TASK LIST.
1: Update the quilting blog post, starting at the words "Posts tagged ‘Convergence’" and stopping after "the easy ones.", and replace "Convergence Birds" with "Meadow Birds".
2: According to the quilting blog post, which steps had already been done on Windows on Whimsy when the writer categorized it as the WIP closest to completion?
3: In the quilting blog post, how much of the December retreat did the writer spend machine quilting Windows on Whimsy?

DOCUMENT TEXT.
Posts tagged ‘Convergence’

Whoo Hoo!

It had to happen sooner or later:

Convergence Birds

I finished Convergence Birds!

This is my first completed UFO since I started this project.  I’ve been making gradual progress on several others, so hopefully this summer will be an extremely productive time as far as finishing a whole bunch of quilts all at once.  Instead, lately I’ve been tackling some pretty ambitious projects with an eye toward the quilt show in June rather than working on the easy ones.

Speaking of the easy ones:  I had categorized Windows on Whimsy as being the WIP closest to completion, which considering it was already layered, basted, and had the quilting started, wasn’t entirely crazy.  HOWEVER.  I chose a no-mark, but very dense and ambitious, quilting design for that quilt.  As such, I spent two whole days of the December retreat, and a day and a half of the April retreat this past weekend, machine quilting this quilt.  AND I’M STILL NOT DONE!!!  To be fair, I’ve made a lot of progress; the only area left to be quilted is the panel section, and I’ve already ditch quilted that and done one windowpane with the clamshell design I’ve selected.  I would have done more at the retreat, but the white iron-off pounce powder I brought with me to mark the stencil design didn’t show up as well as I had hoped.  I don’t want to have to use Golden Threads paper, as I hate with a fiery passion having to tear that stuff away, but if that’s the only thing that will get this quilt finished, I’ll manage.  Heck, if walking barefoot across hot coals gets this quilt finished, I’m (probably) game.  I finished sewing the binding on it this evening, so I can see another quilt-finishing celebration on the horizon.

Window on Whimsy -- almost finished!

Window on Whimsy -- almost finished!

Rows from a dataset
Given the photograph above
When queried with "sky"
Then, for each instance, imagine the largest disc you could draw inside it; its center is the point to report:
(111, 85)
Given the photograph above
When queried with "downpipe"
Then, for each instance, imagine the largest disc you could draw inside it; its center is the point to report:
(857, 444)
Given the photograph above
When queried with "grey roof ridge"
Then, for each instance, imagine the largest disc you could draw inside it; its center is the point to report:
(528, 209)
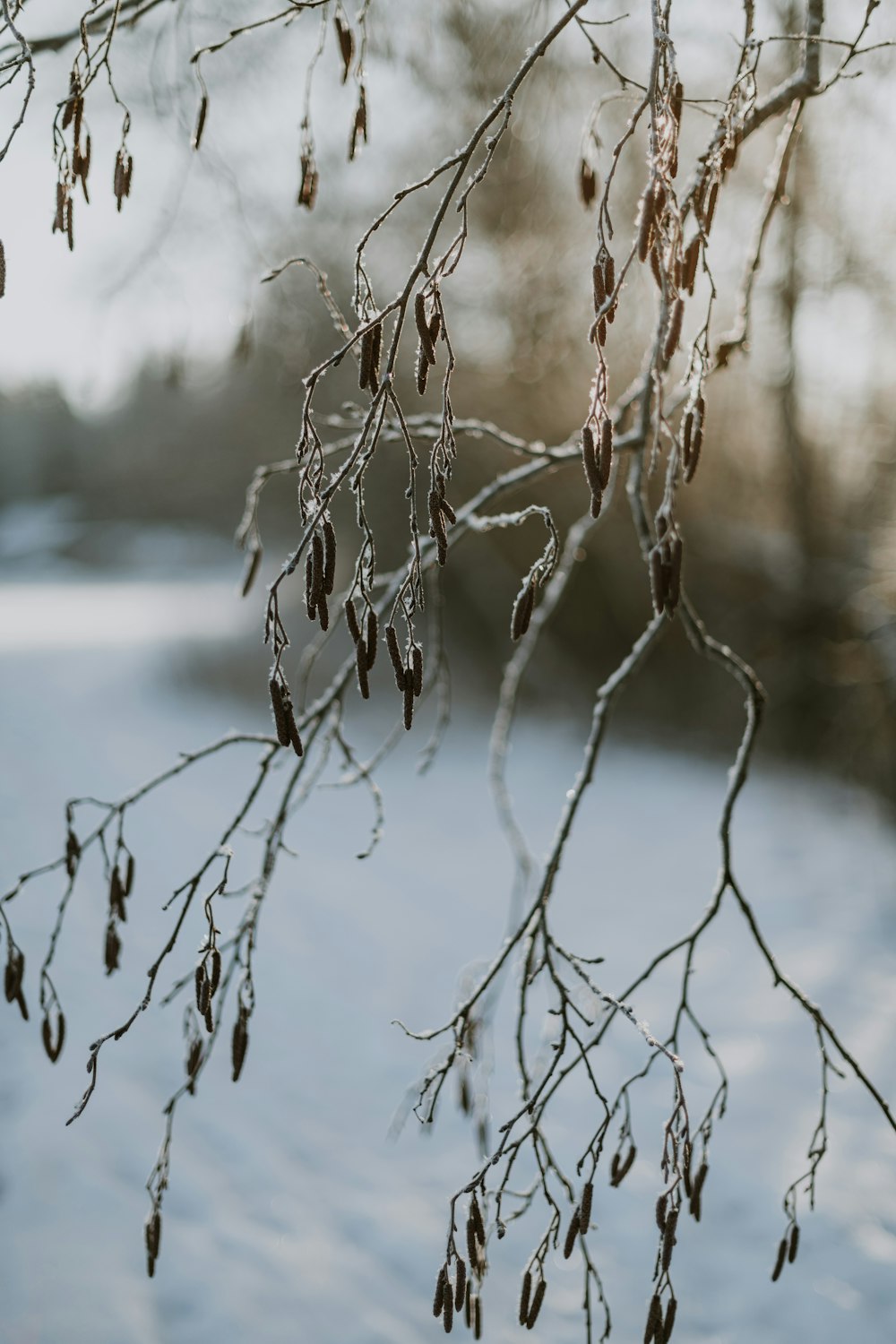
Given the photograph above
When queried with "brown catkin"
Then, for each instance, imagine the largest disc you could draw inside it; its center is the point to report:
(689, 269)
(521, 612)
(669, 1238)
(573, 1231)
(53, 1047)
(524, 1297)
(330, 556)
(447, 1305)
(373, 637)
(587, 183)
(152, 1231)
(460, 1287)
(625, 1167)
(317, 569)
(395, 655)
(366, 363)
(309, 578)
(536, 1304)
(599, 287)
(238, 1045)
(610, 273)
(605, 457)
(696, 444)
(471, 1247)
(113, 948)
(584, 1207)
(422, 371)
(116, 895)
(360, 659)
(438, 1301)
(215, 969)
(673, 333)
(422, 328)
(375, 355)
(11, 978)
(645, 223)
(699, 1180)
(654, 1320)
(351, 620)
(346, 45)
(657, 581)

OUTPUTS IN ORDER.
1:
Posts tagged ‘Convergence’

Whoo Hoo!

It had to happen sooner or later:

Meadow Birds

I finished Meadow Birds!

This is my first completed UFO since I started this project.  I’ve been making gradual progress on several others, so hopefully this summer will be an extremely productive time as far as finishing a whole bunch of quilts all at once.  Instead, lately I’ve been tackling some pretty ambitious projects with an eye toward the quilt show in June rather than working on the easy ones.

2: It had been layered, it had been basted, and the quilting had been started.

3: Two whole days.